***** EXTRACTED INFORMATION *****

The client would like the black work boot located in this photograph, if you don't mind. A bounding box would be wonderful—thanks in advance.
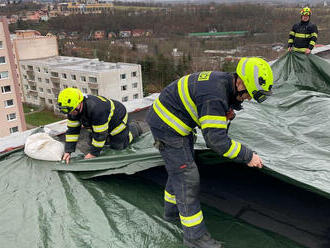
[163,213,180,223]
[183,232,223,248]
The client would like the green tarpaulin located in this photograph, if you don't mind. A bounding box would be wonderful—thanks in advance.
[1,52,330,247]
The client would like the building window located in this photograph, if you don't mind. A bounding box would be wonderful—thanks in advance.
[88,77,97,83]
[81,76,86,82]
[120,74,126,80]
[45,79,50,84]
[48,99,52,104]
[0,41,3,49]
[39,87,43,92]
[36,67,41,72]
[24,84,29,90]
[33,96,37,100]
[51,72,58,77]
[71,74,76,80]
[122,96,128,102]
[23,75,27,79]
[4,99,14,107]
[133,94,139,99]
[22,65,26,70]
[10,126,19,134]
[91,89,98,95]
[121,85,127,91]
[0,56,6,64]
[132,71,137,77]
[27,65,33,70]
[38,77,42,82]
[7,113,16,121]
[82,88,87,94]
[0,71,9,79]
[44,68,48,73]
[63,84,68,89]
[132,82,138,88]
[47,89,51,93]
[1,85,11,93]
[62,73,67,79]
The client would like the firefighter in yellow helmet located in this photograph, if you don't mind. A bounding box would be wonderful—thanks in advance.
[58,88,142,164]
[288,7,318,54]
[146,57,273,248]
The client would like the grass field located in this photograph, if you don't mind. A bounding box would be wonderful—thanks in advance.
[25,110,64,127]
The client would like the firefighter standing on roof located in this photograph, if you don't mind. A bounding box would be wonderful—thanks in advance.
[57,88,142,164]
[146,57,274,248]
[288,7,318,54]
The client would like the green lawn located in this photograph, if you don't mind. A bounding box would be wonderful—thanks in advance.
[23,104,36,113]
[25,110,65,127]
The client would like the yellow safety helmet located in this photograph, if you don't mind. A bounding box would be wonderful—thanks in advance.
[57,88,84,114]
[300,7,311,16]
[236,57,273,103]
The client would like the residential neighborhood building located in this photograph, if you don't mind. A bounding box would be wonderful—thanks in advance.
[19,56,143,113]
[0,18,26,137]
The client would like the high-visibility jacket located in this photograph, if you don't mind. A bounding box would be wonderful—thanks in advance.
[65,95,127,156]
[288,21,318,52]
[147,71,253,164]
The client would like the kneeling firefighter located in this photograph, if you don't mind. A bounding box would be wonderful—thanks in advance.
[58,88,142,164]
[146,57,274,248]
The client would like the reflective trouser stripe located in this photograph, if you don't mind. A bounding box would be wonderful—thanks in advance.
[164,190,176,204]
[310,41,316,46]
[293,47,307,52]
[67,120,80,128]
[92,99,115,133]
[129,131,133,143]
[153,98,192,136]
[311,32,318,38]
[66,134,79,142]
[110,112,128,136]
[288,39,293,43]
[180,211,203,227]
[92,138,105,148]
[199,115,227,129]
[223,140,241,159]
[178,75,200,127]
[289,31,295,36]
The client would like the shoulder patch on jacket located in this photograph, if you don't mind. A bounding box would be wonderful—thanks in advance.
[198,71,212,81]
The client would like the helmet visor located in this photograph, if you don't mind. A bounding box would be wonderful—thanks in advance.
[252,90,272,103]
[59,106,73,114]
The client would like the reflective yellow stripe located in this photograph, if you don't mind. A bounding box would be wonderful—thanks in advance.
[180,211,203,227]
[110,112,128,136]
[129,131,133,143]
[178,75,200,127]
[164,190,176,204]
[288,39,294,43]
[67,120,80,128]
[153,98,192,136]
[92,138,105,148]
[97,96,107,102]
[293,47,307,52]
[311,32,318,38]
[289,31,295,36]
[66,134,79,142]
[92,100,115,133]
[223,140,241,159]
[309,41,316,46]
[294,33,312,38]
[199,115,227,130]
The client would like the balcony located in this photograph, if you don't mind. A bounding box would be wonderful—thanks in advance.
[88,82,99,89]
[52,88,60,95]
[50,77,60,84]
[27,80,36,86]
[28,90,38,96]
[26,70,34,78]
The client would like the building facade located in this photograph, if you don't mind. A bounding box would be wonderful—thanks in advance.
[19,56,143,112]
[0,18,26,137]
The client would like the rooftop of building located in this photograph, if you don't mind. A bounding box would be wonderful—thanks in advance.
[20,56,139,73]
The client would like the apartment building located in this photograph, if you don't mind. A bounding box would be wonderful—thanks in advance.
[19,56,143,112]
[0,18,26,137]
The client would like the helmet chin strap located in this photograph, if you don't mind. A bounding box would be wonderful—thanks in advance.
[233,73,249,97]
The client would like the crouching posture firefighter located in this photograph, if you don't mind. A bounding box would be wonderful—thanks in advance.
[146,57,273,248]
[58,88,142,164]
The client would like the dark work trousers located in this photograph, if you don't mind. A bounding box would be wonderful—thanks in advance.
[150,126,207,240]
[106,121,141,150]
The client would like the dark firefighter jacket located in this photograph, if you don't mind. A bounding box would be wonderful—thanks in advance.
[65,95,127,156]
[147,71,253,164]
[288,20,318,52]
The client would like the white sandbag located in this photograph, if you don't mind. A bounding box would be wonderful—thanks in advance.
[24,133,64,161]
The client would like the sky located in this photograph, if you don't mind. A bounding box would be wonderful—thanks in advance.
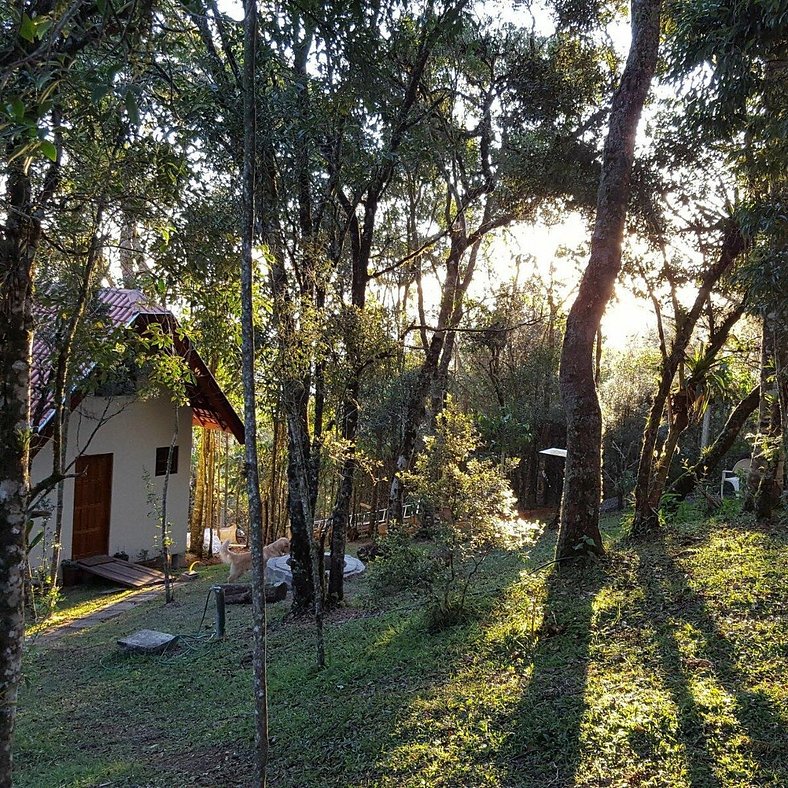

*****

ASSIGNMENT -> No picture should be included when the data are set down again exactly.

ANSWER FOR THE TASK ->
The client would like the black work boot located in this photograph, if you don't mind. A bounding box would be wonderful—thanks in advance.
[163,213,180,223]
[183,232,223,248]
The client would like the green tarpaulin located in this photograph, if you don't mind. A bounding box would be wonderful—thanks in advance.
[1,52,330,247]
The client would like the building window located in this photograph, if you don't mind. A bounding box would be wonderful—thanks in advance.
[88,77,97,83]
[81,76,86,82]
[120,74,126,80]
[45,79,50,84]
[48,99,52,104]
[0,41,3,49]
[39,87,43,92]
[36,67,41,72]
[24,84,29,90]
[33,96,37,100]
[51,72,58,77]
[71,74,76,80]
[122,96,128,102]
[23,75,27,79]
[4,99,14,107]
[133,94,139,99]
[22,65,26,70]
[10,126,19,134]
[91,89,98,95]
[121,85,127,91]
[0,56,6,64]
[132,71,137,77]
[27,65,33,70]
[38,77,42,82]
[7,113,16,121]
[82,88,87,94]
[0,71,9,79]
[44,68,48,73]
[63,84,68,89]
[132,82,138,88]
[47,89,51,93]
[1,85,11,93]
[62,73,67,79]
The client would like the firefighter in yellow helmet located in this photograph, if you don't mind. A bounding box would be wonderful—thanks in advance.
[58,88,142,164]
[288,7,318,54]
[146,57,273,248]
The client would like the grass field located in this photograph, if you don't mind. A bounding box would be wonderful—thanks in advance.
[25,110,64,127]
The client would like the firefighter standing on roof located in this photograph, if you don't mind. A bounding box would be wonderful—thanks in advance.
[57,88,142,164]
[146,57,274,248]
[288,7,318,54]
The client would like the green lawn located in this photograph, if you don't mind. A bounding box would be wonderful—thanks in advance.
[23,104,36,113]
[25,110,65,127]
The client would like the yellow safety helmet located in this photograph, if you don't mind. A bounding box would be wonderful—thanks in advance.
[57,88,84,114]
[300,7,311,16]
[236,57,273,103]
The client would like the residential neighborhood building located in this photograph, if you don't mind. A bounding box would be wonderful—thanks in advance.
[19,56,143,113]
[0,18,26,137]
The client would like the high-visibility jacket located in this photograph, if you don't mind. A bounding box would be wonderful—thanks in advance.
[65,95,127,156]
[288,21,318,52]
[147,71,253,164]
The client would like the kneeling firefighter located in this photograph, if you don't mind. A bounding box would be wonderful—thanks in advance.
[58,88,142,164]
[146,57,274,248]
The client would like the reflective trouser stripe located in this photograph, if you don't mind. A bounding box would be wonderful—thanks in advance.
[164,190,176,204]
[310,41,316,46]
[293,47,307,52]
[67,120,80,128]
[92,99,115,133]
[129,131,133,143]
[153,98,192,136]
[311,32,318,38]
[66,134,79,142]
[110,112,128,136]
[288,39,293,43]
[180,211,203,227]
[92,138,105,148]
[199,115,227,129]
[223,140,241,159]
[178,75,200,127]
[289,31,295,36]
The client would like the shoulder patch on jacket located in this photograph, if you don't mind. A bounding box would be wonderful—thanks in advance.
[198,71,212,81]
The client would like the helmet visor located in this photograph, if you don't mind. A bounding box would be wonderful—thanks in advance.
[252,90,272,103]
[59,106,73,114]
The client would like the reflective yellow stripe located in this photograph, if you don't mind. A bounding box would be wonderful—thanks in advance.
[180,211,203,227]
[110,112,128,136]
[129,131,133,143]
[178,75,200,127]
[164,190,176,204]
[288,39,294,43]
[67,120,80,128]
[153,98,192,136]
[92,138,105,148]
[97,96,107,102]
[293,47,307,52]
[311,32,318,38]
[289,31,295,36]
[66,134,79,142]
[92,100,115,133]
[223,140,241,159]
[309,41,316,46]
[294,33,312,38]
[199,115,227,130]
The client would like the balcony located in this photograph, if you don't mind. A bounding box would be wonderful—thanks in advance.
[88,82,99,89]
[52,88,60,95]
[50,77,60,84]
[27,80,36,86]
[28,90,38,96]
[26,70,34,78]
The client would like the building facade located in this photograph, if you don't mind. A bounding box would be wonderful—thanks in advance.
[19,56,143,112]
[0,18,26,137]
The client would like the rooftop of building located in this photograph, if you don't mind. A bounding box would be wonderful—thanks in advance.
[20,56,139,73]
The client would like the apartment building located in this photograph, if you don't mind. A bounding box would be wonderful—thanks in advance.
[19,56,143,112]
[0,18,26,137]
The client would like the helmet chin strap located in this photograph, if you don't mind. A bounding box would be wonderful—thanks in advance.
[233,73,249,97]
The client would like the crouching posture firefighter located in this photograph, if you don't mind. A bounding box would be wonderful—thanks in advance.
[146,57,273,248]
[58,88,142,164]
The client would like the dark work trousers located in this photograph, if you don't mind. A bounding box would be wonderful—thanks in advance.
[150,126,207,240]
[106,121,141,150]
The client would like the dark firefighter jacket located in this photograph, if you don't mind. A bounding box would be wonderful—thanks in advance.
[65,95,127,156]
[147,71,253,164]
[288,20,318,52]
The client would like the white sandbag located in this photograph, if you don't mind. A bounding box would be wonderful—thanks in advance.
[24,133,64,161]
The client would like the sky located in this photograph, if you don't mind. A bounding box would be wonderful—thanks in advance.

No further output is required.